<<<<

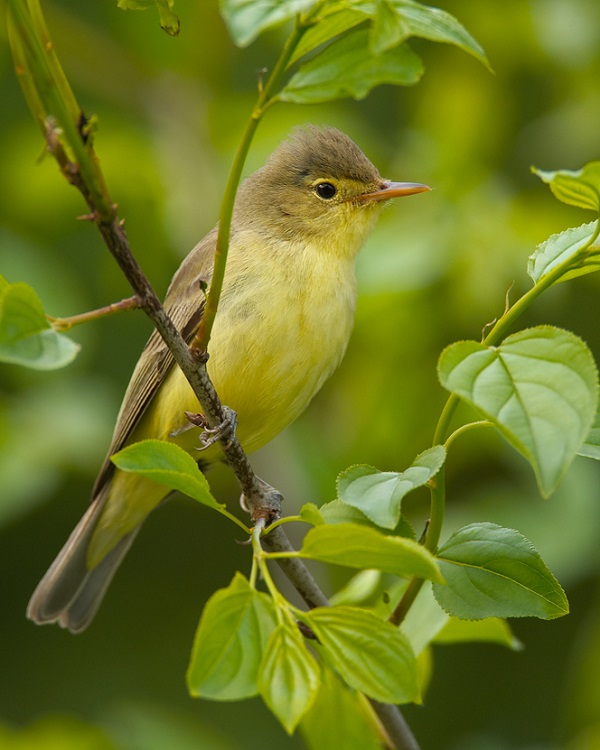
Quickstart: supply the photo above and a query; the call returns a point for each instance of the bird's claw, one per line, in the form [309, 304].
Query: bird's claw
[212, 435]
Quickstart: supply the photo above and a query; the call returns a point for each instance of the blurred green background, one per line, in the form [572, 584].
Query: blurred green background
[436, 270]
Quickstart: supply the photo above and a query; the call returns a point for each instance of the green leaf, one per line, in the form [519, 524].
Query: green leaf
[169, 22]
[333, 22]
[436, 25]
[424, 620]
[359, 589]
[378, 494]
[581, 188]
[169, 465]
[389, 27]
[591, 446]
[337, 512]
[559, 248]
[247, 19]
[26, 337]
[230, 642]
[491, 571]
[289, 676]
[340, 717]
[368, 653]
[357, 546]
[347, 68]
[310, 513]
[539, 387]
[490, 630]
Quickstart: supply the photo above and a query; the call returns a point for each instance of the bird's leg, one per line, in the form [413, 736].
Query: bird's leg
[211, 435]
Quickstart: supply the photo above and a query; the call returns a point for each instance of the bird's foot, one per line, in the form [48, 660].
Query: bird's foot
[211, 435]
[264, 502]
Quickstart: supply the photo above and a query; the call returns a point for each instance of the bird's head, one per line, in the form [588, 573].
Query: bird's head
[318, 187]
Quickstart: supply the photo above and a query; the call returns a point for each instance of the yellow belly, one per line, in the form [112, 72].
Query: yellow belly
[274, 342]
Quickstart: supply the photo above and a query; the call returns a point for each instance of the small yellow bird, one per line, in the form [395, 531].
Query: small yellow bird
[282, 327]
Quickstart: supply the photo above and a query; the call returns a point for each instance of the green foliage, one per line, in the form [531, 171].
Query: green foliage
[540, 389]
[563, 248]
[367, 652]
[169, 465]
[358, 731]
[491, 571]
[26, 336]
[289, 676]
[378, 494]
[168, 20]
[230, 642]
[360, 547]
[339, 71]
[581, 188]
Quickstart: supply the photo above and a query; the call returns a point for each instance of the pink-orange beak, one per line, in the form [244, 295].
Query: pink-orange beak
[389, 190]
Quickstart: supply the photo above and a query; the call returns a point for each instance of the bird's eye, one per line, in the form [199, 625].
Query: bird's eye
[325, 190]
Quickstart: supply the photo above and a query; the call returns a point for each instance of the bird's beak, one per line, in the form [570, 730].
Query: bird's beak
[389, 190]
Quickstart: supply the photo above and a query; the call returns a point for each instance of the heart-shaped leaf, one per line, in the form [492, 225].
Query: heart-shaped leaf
[540, 389]
[491, 571]
[378, 494]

>>>>

Exercise requirements: Transcribe all of the data above verbatim, leaving out the picture.

Written reply:
Quickstart: supply the photo above and a query; the call returns a point for each instance of the bird's claw, one per line, in the form [309, 304].
Query: bird's claw
[212, 435]
Quickstart: supply the photo above and a query; the call returns a point for each instance of the blurred green background, one per line, in the form [572, 584].
Query: blurred green background
[436, 270]
Quickstart: supply the photo above and a query; the call returns a point for each instance of the green leaf, one per line, in the form [519, 524].
Query: green leaf
[169, 22]
[333, 22]
[436, 25]
[424, 620]
[359, 589]
[378, 494]
[581, 188]
[169, 465]
[389, 27]
[591, 446]
[337, 512]
[559, 248]
[247, 19]
[26, 337]
[230, 642]
[491, 571]
[289, 676]
[340, 717]
[368, 653]
[357, 546]
[347, 68]
[310, 513]
[539, 387]
[490, 630]
Quickstart: supply the photo above and a query; the call returns a point for each instance of the bird's leg, one per line, in the form [413, 736].
Query: bird's leg
[211, 435]
Quickstart: supply the photo above and a query; the call returns a point for each instance of the bird's foot, one per line, in the form [48, 660].
Query: bird's foot
[211, 435]
[264, 502]
Quickstart: supply the photo above and a query; the call returns a point for each instance of the bird's head, one per line, in the form [588, 573].
Query: bird's head
[318, 187]
Quickstart: supply the photo above and a query; the call returns a point for each instance of the yellow belly, one per line, in the form [112, 72].
Query: yellow belly
[274, 342]
Quickstart: supply the photo above and a query; the call returns a point for each instance of the small yellow bird, one per line, in the form [395, 531].
Query: small yellow bird
[282, 327]
Quickstart: supply the photo above and a query; the call returns a point for each instance of the green foliage, one per line, in the form [531, 171].
Query: green foliage
[540, 389]
[563, 248]
[367, 652]
[169, 465]
[358, 731]
[491, 571]
[26, 336]
[289, 676]
[378, 494]
[168, 20]
[230, 642]
[360, 547]
[339, 71]
[581, 188]
Quickstart: supply the photo above and a query; the call returns a point for each instance of the pink-orange beak, one per line, in the form [244, 295].
Query: pink-orange beak
[389, 190]
Quickstart: supply the photo above and a query; the call returns a point for each instance of the bird's eye, one per line, in the form [199, 625].
Query: bird's eye
[325, 190]
Quickstart: supply the photo above and a query; the call returns a point for each instance of the bird's beak, one per line, in the form [570, 730].
Query: bird's beak
[389, 190]
Quickstart: supply the photo above and a query; the call returns a point for each instance of the heart-shaped leaf, one per line, in the form [492, 225].
Query: heart-shaped leaf
[540, 389]
[491, 571]
[378, 494]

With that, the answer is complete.